Pick out every line of the material below that contains the string "item", and copy those lines.
>> begin Records to process
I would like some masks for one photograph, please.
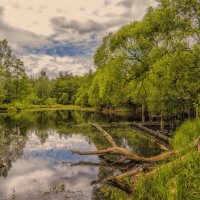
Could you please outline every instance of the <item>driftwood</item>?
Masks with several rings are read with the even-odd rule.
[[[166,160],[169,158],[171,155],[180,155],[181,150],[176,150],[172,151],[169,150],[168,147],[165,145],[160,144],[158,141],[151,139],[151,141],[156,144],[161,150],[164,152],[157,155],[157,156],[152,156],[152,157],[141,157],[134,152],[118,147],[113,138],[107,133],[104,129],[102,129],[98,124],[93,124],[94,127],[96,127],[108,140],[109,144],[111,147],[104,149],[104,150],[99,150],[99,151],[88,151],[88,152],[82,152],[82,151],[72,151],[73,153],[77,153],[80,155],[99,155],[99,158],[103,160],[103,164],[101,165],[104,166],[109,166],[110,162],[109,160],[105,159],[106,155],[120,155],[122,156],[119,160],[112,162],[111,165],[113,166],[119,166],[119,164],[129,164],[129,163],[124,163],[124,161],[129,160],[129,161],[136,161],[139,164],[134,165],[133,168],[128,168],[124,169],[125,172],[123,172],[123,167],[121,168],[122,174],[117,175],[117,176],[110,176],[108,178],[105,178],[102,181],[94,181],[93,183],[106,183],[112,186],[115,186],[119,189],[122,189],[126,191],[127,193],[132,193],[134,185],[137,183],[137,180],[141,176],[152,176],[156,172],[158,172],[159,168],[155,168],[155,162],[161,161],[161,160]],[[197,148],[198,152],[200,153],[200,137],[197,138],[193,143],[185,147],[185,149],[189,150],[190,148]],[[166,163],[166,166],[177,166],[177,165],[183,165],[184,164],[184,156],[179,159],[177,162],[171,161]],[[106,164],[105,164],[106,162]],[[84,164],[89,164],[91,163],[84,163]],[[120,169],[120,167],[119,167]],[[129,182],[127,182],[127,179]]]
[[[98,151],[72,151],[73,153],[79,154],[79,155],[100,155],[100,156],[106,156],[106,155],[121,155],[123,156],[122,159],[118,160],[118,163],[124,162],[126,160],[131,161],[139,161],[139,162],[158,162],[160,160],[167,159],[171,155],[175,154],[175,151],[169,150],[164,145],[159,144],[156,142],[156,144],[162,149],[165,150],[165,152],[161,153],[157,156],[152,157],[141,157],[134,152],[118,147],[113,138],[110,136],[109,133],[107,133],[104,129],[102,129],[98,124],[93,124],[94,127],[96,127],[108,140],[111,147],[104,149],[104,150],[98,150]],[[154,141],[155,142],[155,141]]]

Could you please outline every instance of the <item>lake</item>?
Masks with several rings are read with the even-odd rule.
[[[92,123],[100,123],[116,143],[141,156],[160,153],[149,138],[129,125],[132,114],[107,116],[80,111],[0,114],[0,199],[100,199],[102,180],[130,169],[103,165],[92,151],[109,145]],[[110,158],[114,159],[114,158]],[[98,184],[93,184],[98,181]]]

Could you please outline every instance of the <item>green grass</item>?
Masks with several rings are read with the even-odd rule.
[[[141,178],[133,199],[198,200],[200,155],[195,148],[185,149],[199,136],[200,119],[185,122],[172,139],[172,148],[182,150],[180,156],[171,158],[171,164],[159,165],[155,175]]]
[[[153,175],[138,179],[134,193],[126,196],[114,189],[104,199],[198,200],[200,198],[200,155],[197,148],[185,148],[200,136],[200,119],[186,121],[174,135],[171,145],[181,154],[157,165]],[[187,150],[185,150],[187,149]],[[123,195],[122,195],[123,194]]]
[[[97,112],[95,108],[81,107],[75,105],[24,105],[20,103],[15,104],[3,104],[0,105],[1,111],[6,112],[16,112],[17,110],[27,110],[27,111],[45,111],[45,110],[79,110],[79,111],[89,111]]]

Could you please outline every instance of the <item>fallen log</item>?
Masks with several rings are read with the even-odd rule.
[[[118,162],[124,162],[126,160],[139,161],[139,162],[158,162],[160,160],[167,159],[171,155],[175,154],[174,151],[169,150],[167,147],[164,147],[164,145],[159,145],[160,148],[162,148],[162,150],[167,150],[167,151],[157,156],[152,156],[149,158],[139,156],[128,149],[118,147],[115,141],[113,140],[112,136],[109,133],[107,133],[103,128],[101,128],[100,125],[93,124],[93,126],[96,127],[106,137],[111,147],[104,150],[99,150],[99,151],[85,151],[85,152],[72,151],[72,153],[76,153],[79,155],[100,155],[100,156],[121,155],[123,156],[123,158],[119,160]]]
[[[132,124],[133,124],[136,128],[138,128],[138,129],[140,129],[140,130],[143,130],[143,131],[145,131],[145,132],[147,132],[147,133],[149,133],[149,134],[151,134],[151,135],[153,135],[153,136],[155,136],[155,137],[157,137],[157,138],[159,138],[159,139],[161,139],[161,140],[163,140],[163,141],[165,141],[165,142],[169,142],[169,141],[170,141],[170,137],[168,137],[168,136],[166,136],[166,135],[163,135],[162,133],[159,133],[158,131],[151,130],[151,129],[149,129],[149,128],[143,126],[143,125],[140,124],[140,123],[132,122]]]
>> end Records to process
>> begin Records to process
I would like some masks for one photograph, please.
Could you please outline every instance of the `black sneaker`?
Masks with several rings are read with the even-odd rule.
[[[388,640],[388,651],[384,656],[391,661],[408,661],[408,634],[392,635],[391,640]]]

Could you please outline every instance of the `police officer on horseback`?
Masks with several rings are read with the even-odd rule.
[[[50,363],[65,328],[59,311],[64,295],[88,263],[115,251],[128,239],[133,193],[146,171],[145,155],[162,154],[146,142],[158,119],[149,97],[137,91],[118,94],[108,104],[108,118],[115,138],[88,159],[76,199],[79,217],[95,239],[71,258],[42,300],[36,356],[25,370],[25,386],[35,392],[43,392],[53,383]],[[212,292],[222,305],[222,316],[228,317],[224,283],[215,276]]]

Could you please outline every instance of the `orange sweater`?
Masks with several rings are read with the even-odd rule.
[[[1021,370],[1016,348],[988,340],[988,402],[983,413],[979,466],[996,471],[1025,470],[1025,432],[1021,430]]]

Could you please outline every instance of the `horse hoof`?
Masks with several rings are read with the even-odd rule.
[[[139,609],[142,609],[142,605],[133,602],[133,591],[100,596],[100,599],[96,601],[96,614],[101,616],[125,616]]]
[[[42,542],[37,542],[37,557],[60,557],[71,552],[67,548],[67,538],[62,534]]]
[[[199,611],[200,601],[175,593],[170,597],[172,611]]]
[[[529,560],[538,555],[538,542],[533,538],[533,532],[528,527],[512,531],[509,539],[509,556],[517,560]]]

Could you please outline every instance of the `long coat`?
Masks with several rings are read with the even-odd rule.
>> end Records to process
#### Final answer
Could you please outline every instance of the <item>driftwood</item>?
Could you please outline every instance of the <item>lake</item>?
Could you please outline every instance of the <item>green grass</item>?
Could you please outline every instance of the <item>fallen log</item>?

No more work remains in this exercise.